Work instructions:
Starting at the line below that contains "Target: tree trunk" and ending at the line that contains "Target: sandal", retype each line exactly as it stands, but omit the pictures.

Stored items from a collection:
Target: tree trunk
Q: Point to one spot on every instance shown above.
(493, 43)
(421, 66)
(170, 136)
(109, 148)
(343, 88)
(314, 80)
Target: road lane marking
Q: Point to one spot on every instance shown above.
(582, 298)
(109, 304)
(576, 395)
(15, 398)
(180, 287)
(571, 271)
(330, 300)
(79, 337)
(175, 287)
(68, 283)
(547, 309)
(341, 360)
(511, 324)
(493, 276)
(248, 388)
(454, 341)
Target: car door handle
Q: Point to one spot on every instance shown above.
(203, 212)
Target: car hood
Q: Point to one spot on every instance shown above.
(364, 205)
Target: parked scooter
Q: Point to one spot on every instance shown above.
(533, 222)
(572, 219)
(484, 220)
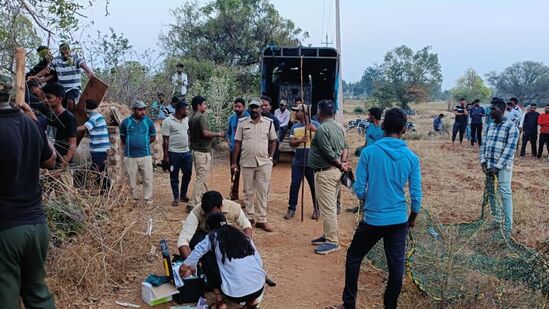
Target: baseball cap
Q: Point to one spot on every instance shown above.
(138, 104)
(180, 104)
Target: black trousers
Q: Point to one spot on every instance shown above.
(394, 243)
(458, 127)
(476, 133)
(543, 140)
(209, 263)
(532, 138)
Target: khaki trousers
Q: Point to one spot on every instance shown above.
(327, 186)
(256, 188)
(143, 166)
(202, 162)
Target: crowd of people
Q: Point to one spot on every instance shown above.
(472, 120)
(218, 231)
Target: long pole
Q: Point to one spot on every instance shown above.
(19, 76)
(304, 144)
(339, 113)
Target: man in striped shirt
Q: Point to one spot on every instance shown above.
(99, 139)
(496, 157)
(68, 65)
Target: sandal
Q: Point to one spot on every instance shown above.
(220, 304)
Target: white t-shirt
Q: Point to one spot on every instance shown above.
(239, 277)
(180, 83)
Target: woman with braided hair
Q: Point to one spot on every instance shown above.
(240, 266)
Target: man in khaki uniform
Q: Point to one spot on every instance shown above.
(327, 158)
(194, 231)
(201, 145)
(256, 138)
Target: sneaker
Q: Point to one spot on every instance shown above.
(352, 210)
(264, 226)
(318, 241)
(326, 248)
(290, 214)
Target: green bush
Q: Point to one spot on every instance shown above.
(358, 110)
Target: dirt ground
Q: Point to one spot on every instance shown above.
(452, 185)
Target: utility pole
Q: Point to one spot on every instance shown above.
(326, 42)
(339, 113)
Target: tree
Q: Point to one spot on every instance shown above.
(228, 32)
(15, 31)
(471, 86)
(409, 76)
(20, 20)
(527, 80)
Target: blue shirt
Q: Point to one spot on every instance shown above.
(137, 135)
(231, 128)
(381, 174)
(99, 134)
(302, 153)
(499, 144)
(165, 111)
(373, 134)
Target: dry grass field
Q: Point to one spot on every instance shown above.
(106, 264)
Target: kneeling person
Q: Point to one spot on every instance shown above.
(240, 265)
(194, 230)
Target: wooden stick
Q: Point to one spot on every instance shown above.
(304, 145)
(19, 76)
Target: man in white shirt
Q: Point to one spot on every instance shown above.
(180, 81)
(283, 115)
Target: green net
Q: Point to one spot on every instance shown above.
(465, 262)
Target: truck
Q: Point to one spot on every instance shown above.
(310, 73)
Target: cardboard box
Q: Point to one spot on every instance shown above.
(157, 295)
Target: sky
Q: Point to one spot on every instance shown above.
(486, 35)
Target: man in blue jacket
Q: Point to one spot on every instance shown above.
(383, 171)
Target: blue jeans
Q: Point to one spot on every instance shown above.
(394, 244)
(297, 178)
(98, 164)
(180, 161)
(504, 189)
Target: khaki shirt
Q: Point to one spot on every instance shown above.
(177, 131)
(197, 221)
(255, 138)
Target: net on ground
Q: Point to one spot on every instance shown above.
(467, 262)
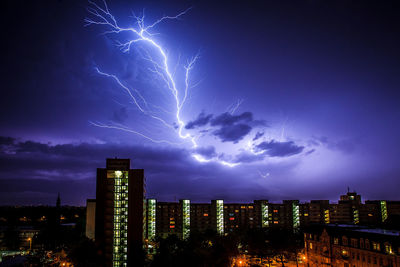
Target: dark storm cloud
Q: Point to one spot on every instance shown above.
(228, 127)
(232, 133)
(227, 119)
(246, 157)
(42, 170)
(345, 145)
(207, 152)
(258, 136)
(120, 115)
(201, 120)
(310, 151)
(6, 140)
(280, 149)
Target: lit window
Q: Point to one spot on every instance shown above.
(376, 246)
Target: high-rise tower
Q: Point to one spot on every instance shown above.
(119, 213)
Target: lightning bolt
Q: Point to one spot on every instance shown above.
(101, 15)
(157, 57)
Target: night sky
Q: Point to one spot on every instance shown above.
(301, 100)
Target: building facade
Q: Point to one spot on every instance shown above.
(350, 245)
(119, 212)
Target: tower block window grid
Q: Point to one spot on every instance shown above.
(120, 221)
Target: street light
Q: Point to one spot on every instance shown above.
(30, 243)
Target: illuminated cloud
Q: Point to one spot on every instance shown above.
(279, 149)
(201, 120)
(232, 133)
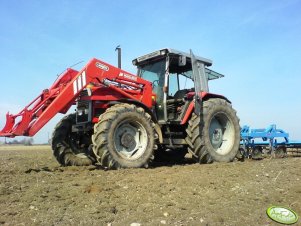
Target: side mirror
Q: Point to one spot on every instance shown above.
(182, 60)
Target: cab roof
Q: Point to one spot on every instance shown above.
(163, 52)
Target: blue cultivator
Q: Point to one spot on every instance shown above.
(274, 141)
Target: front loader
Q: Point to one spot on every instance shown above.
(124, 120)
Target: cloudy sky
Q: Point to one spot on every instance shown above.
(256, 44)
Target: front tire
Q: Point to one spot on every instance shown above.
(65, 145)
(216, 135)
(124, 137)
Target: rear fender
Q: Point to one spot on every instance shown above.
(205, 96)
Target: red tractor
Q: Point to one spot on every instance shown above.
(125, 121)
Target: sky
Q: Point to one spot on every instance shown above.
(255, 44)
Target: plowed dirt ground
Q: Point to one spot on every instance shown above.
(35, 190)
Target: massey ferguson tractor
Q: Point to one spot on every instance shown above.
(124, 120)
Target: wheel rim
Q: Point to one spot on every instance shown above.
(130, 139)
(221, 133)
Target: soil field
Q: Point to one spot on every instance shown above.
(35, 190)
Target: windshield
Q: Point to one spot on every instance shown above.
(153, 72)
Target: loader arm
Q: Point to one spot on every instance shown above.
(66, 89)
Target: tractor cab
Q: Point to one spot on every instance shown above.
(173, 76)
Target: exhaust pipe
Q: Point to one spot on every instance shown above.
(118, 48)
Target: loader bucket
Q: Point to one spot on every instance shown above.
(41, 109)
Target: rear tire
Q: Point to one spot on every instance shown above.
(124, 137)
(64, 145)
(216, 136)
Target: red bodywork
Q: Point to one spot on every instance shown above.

* * *

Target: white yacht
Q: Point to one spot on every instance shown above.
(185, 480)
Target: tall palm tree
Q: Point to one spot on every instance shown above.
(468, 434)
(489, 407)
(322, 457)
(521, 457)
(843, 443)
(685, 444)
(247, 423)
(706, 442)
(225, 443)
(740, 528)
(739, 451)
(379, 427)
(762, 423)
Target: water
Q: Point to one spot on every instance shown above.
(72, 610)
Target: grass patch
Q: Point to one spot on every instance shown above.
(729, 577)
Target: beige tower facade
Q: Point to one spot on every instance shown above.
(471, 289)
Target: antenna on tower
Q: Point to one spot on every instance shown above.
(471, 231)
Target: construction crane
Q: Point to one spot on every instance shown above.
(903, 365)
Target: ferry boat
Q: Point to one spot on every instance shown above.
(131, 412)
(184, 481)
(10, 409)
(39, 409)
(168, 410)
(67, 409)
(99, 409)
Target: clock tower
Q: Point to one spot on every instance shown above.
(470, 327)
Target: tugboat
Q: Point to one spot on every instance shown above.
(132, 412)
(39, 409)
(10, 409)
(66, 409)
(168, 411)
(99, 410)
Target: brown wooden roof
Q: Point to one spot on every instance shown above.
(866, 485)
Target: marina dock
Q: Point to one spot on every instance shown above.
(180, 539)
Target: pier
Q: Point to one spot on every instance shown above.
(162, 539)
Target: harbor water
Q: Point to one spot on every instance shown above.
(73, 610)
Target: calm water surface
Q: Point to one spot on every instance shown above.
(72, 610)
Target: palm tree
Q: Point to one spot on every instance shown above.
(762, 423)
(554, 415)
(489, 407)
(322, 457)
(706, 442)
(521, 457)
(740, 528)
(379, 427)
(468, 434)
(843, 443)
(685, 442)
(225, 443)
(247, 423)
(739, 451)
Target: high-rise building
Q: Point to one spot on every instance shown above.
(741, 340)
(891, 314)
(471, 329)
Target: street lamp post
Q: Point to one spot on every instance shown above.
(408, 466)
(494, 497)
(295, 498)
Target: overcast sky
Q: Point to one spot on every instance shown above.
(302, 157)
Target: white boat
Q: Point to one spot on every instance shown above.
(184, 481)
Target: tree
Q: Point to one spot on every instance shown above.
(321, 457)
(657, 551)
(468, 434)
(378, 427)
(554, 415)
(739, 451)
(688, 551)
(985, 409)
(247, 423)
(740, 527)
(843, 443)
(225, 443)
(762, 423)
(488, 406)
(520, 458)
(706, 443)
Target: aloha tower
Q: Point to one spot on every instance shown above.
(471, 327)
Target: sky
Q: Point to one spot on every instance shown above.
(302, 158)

Answer for this exercise:
Target: tree trunk
Q: Point to one spot on every instance shown above.
(493, 43)
(421, 66)
(170, 136)
(109, 148)
(343, 88)
(314, 80)
Target: road lane marking
Q: Point to one spot on every instance shown above.
(582, 298)
(109, 304)
(576, 395)
(15, 398)
(180, 287)
(571, 271)
(330, 300)
(79, 337)
(175, 287)
(68, 283)
(547, 309)
(341, 360)
(511, 324)
(493, 276)
(248, 388)
(454, 341)
Target: car door handle
Q: Point to one spot on every instance shown above.
(203, 212)
Target: car hood
Q: Point to one spot on every instance shown above.
(364, 205)
Target: parked scooter
Q: Point to one spot on every instance shown above.
(533, 222)
(572, 219)
(484, 220)
Target: baseball cap
Q: Point to one spot on every instance shown above.
(138, 104)
(180, 104)
Target: black trousers
Q: Point to one spot on every instance shown above.
(394, 243)
(458, 127)
(476, 133)
(543, 140)
(209, 263)
(532, 138)
Target: khaki trousers
Q: Point to one spot on every instance shown above.
(327, 186)
(256, 188)
(143, 166)
(202, 162)
Target: crowd of people
Q: Point to one spot on every instance shown above.
(472, 120)
(218, 231)
Target: long pole
Q: Point to one spot on every instance shown above.
(19, 76)
(304, 144)
(339, 113)
Target: man in striped shirt
Q: Point to one spot on every instance shown above.
(99, 139)
(496, 157)
(68, 65)
Target: sandal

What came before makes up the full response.